## Tasks
**a.** Reproduce the passage of the article on Kulldorff's departure from Harvard, starting with "Censorship and rejection" and going on through "in his essay.", but swap "public-health scientists" for "public-health researchers".
**b.** Answer these questions using the article on Kulldorff's departure from Harvard:
(i) In what month and year was Kulldorff put on a leave of absence by Harvard Medical School?
(ii) In what month and year was his leave of absence terminated?
(iii) With whom did he co-author the Great Barrington Declaration?

Kulldorff posted the news on social media alongside an essay published in the City Journal last week. The epidemiologist and biostatistician also spoke with National Review about the incident. Kulldorff says he was fired by the Harvard-affiliated Mass General Brigham hospital system and put on a leave of absence by Harvard Medical School in November 2021 over his stance on Covid.

Nearly two years later, in October 2023, his leave of absence was terminated as a matter of policy, marking the end of his time at the university. Harvard severed ties with Kulldorff “all on their initiative,” he said.

The history of the medical professional’s public stance on Covid-19 vaccines and mandates is detailed by National Review:

Censorship and rejection led Kulldorff to co-author the Great Barrington Declaration in October 2020 alongside Dr. Sunetra Gupta of Oxford University and Dr. Jay Bhattacharya of Stanford University. Together, the three public-health scientists argued for limited and targeted Covid-19 restrictions that “protect the elderly, while letting children and young adults live close to normal lives,” as Kulldorff put it in his essay.

## Raw data
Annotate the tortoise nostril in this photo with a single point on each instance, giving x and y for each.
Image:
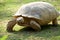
(20, 19)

## List of answers
**a.**
Censorship and rejection led Kulldorff to co-author the Great Barrington Declaration in October 2020 alongside Dr. Sunetra Gupta of Oxford University and Dr. Jay Bhattacharya of Stanford University. Together, the three public-health researchers argued for limited and targeted Covid-19 restrictions that “protect the elderly, while letting children and young adults live close to normal lives,” as Kulldorff put it in his essay.

**b.**
(i) November 2021
(ii) October 2023
(iii) Dr. Sunetra Gupta of Oxford University and Dr. Jay Bhattacharya of Stanford University